* **Objective**
Copy the records from the line that contains "red tile roof" through the end of the records, changing "red tile roof" to "terracotta roof" and leaving everything else as it is.

A block of data
⟨

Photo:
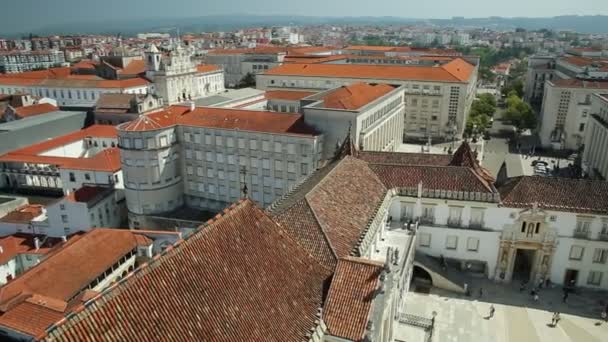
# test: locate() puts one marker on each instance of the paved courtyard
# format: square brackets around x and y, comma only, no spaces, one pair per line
[517,318]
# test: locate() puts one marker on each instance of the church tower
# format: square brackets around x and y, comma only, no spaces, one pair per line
[153,58]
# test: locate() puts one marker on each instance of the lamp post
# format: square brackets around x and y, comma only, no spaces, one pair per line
[433,314]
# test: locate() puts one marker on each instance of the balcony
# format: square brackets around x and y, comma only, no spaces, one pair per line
[454,223]
[430,220]
[581,234]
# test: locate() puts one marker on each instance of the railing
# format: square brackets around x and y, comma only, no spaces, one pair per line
[581,234]
[454,223]
[427,220]
[476,225]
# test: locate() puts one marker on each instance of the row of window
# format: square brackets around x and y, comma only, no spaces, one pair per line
[451,242]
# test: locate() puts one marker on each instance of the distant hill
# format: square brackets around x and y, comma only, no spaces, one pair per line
[583,24]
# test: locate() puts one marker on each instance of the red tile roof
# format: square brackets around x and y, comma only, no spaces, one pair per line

⟩

* **Written solution**
# test: locate() puts one marker on each instance of the terracotta roof
# format: square brackets around x and y, comma only, no spaces, one pair per line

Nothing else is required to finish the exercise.